*What the task asks*:
Scan the entries below and report only how many lines contain "instance".

• • • •

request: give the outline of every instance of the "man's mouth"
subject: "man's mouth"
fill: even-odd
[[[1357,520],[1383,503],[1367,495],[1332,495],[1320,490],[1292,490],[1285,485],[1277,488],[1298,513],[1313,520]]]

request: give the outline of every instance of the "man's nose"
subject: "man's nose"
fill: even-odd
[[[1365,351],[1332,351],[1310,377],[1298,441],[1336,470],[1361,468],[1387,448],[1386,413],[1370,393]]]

• • • •

*Written solution*:
2